■ TO BE DONE
1. In the passage on getting found on Google, how do most new business profiles verify in 2026?
2. Using the passage on getting found on Google, explain in one to three sentences why a listing might have no photos, wrong hours, and a gray "Claim this business" link.
3. Print everything in the passage on getting found on Google from "Even with a" down to "you for anything.".

■ SOURCE PASSAGE
..............................

If there is no panel at all, the profile probably does not exist yet. The fix is to create one at google.com/business and complete verification. Most new profiles in 2026 verify by video, which takes a single continuous recording showing your location, your business existence, and your authority to manage it. If a panel does load but the listing looks abandoned (no photos, wrong hours, gray "Claim this business" link), the listing exists but was created by Google's data partners and never claimed by the actual owner. Claim it.

If you would rather hand the whole setup off, Optuno handles new profile creation, verification, and ongoing local SEO for small service businesses across the country.

Has Google actually indexed your website?

Even with a Business Profile, Google still needs to know your website exists. The fastest way to check is to go to Google and type "site:" followed by your domain (so "site:yourbusiness.com" without quotes). If pages from your site appear, Google has indexed them. If nothing appears, Google does not have your site in its index at all, which means it cannot rank you for anything.

New websites can take a few weeks to a few months to fully index. Older sites that disappear from the index usually have a technical block: a noindex tag, a robots.txt rule that excludes search engines, a server error returning 5xx codes, or a manual action from Google. The fix depends on the cause. The free Google Search Console tool will show you exactly which pages are indexed, which are excluded, and why. Submitting your sitemap through Search Console speeds up the process for sites that are simply new.

..............................

■ RECORDS SUPPLIED

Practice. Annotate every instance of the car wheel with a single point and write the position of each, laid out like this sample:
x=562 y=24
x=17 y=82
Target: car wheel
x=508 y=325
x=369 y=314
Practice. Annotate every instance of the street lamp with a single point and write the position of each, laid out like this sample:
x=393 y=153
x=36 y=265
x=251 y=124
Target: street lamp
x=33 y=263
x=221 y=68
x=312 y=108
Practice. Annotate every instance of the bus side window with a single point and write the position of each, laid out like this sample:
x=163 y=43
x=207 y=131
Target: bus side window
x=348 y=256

..............................

■ ANSWERS FOR THE TASKS
1. By video: a single continuous recording that shows the location, that the business exists, and that you have authority to manage it.

2. The listing was created by Google's data partners and never claimed by the actual owner. So although it exists, nobody has been keeping it up, and the owner should claim it.

3.
Even with a Business Profile, Google still needs to know your website exists. The fastest way to check is to go to Google and type "site:" followed by your domain (so "site:yourbusiness.com" without quotes). If pages from your site appear, Google has indexed them. If nothing appears, Google does not have your site in its index at all, which means it cannot rank you for anything.